Description of the task ->
Find and return every line of the data that contains the word "below".

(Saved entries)
*** Block opens ***

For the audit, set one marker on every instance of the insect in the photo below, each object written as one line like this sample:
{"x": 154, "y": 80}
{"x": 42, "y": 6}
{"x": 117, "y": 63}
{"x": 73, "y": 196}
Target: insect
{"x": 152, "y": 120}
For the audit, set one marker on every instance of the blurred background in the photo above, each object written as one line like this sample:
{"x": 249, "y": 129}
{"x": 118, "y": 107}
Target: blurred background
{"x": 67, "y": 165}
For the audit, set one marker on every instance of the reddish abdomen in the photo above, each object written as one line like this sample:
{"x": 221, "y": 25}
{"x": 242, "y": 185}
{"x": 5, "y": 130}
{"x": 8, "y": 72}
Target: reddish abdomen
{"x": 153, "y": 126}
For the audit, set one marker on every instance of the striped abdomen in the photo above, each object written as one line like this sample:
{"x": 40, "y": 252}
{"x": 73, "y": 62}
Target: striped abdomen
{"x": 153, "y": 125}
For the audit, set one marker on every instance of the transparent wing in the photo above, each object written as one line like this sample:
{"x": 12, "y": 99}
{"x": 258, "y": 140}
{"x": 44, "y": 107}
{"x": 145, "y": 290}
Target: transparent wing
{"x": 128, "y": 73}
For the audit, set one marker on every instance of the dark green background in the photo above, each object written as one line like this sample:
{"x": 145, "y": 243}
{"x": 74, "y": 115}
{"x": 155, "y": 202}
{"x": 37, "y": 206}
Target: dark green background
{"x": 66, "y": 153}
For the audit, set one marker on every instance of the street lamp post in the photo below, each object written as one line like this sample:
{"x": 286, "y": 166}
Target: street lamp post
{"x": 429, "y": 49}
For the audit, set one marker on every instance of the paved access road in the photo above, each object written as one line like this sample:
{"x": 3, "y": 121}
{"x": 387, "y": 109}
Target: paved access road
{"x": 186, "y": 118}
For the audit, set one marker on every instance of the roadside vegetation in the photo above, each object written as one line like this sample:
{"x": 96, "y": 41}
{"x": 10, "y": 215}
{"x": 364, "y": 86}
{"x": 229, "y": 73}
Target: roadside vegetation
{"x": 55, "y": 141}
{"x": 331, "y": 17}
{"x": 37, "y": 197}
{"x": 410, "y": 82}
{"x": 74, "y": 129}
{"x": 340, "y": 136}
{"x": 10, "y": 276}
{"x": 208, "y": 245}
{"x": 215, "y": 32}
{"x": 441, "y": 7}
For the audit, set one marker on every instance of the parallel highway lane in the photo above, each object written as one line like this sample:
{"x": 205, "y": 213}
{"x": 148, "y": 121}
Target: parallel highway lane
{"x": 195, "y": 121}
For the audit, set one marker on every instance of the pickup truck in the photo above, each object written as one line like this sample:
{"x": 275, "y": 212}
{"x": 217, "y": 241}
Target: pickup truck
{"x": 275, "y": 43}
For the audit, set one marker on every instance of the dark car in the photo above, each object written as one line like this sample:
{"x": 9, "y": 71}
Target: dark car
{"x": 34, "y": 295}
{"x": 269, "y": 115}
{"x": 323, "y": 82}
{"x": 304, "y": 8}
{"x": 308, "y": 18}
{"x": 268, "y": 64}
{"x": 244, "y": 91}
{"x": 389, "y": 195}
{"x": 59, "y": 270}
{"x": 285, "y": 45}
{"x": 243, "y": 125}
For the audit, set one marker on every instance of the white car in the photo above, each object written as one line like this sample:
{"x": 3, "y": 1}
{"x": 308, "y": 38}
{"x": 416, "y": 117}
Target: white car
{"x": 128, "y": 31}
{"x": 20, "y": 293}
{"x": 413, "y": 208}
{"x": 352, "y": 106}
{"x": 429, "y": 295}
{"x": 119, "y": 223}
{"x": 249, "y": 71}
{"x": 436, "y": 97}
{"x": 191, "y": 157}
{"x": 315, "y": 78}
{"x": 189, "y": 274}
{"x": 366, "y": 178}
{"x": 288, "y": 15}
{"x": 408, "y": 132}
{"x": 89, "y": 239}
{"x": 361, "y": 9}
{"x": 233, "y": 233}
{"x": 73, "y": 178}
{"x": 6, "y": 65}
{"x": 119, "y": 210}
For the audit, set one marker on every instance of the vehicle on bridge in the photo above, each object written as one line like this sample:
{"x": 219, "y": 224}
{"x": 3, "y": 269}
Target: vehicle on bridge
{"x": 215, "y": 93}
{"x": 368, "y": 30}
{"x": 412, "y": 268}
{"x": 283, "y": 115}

*** Block closes ***
*** Block opens ***

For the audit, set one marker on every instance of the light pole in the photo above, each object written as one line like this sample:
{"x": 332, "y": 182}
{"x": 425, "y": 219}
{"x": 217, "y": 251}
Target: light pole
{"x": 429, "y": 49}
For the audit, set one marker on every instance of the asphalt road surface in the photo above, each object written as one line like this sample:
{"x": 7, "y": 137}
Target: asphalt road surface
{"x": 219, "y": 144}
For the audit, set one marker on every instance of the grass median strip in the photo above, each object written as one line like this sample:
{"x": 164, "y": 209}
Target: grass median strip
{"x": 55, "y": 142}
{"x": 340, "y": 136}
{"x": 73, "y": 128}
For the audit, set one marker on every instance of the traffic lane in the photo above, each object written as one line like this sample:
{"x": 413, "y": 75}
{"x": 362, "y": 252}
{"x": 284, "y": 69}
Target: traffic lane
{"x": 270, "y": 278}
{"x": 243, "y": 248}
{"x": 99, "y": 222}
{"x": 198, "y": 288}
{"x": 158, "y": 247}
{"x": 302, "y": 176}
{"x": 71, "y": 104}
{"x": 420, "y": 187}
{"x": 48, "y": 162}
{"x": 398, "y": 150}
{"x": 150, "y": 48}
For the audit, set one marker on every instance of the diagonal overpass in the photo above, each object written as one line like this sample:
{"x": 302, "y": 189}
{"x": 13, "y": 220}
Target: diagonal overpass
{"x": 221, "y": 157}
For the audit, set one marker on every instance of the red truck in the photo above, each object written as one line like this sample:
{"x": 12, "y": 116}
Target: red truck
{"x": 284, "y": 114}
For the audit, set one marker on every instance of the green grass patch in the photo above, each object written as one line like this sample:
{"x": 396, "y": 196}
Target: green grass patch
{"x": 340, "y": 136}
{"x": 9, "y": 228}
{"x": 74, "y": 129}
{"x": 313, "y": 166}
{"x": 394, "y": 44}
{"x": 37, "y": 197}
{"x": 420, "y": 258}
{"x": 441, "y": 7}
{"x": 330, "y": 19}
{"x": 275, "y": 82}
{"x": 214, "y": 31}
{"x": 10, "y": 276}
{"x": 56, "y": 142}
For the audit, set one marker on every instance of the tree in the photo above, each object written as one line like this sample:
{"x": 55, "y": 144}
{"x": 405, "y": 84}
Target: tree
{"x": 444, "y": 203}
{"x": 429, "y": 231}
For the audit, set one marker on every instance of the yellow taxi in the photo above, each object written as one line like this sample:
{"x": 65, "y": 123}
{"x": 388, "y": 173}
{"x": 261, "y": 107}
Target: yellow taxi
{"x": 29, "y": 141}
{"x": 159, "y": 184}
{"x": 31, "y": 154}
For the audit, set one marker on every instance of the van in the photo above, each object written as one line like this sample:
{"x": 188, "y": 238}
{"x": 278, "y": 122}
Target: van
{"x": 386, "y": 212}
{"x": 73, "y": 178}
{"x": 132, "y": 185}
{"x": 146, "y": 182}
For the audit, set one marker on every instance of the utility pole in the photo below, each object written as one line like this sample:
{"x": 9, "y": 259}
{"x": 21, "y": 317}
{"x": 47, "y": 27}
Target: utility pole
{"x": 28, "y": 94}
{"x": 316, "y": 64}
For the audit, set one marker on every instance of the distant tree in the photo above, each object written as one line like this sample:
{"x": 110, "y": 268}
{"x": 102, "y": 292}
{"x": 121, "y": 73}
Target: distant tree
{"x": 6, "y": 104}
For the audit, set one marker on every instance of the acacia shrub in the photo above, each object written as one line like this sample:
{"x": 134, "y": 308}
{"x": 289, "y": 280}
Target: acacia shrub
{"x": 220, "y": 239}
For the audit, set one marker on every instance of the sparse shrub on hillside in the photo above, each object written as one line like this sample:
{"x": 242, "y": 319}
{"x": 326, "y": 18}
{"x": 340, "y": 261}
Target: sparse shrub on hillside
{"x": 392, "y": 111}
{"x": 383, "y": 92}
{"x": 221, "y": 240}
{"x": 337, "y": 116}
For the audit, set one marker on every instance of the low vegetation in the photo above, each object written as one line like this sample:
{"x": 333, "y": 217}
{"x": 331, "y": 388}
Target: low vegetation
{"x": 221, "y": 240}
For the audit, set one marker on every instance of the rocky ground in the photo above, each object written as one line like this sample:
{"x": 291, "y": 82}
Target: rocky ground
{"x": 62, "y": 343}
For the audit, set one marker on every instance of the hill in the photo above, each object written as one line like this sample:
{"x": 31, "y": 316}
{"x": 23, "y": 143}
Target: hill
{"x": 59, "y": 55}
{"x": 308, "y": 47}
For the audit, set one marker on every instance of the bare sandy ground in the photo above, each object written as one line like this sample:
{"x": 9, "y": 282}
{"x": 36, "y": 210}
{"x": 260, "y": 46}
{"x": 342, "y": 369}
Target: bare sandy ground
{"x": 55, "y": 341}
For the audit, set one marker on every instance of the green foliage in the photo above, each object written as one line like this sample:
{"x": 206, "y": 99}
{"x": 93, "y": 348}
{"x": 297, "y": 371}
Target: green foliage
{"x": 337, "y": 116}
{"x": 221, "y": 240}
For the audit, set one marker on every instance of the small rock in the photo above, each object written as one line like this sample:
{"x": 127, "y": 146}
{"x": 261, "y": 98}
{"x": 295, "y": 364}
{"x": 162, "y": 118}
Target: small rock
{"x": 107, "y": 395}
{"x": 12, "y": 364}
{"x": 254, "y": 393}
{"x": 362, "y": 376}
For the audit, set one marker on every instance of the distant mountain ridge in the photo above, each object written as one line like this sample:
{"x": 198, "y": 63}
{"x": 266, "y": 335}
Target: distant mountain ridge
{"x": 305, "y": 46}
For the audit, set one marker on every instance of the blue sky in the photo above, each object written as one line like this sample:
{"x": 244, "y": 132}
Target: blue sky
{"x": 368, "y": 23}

*** Block closes ***

Completed exercise ->
For the audit, set one marker on every instance of the insect in the photo below, each object written as one line like this sample:
For the audit, set one marker on every instance of the street lamp post in the photo below, each object written as one line like this sample:
For the audit, set one marker on every instance of the utility pole in the photo below, each object written as one line like this sample:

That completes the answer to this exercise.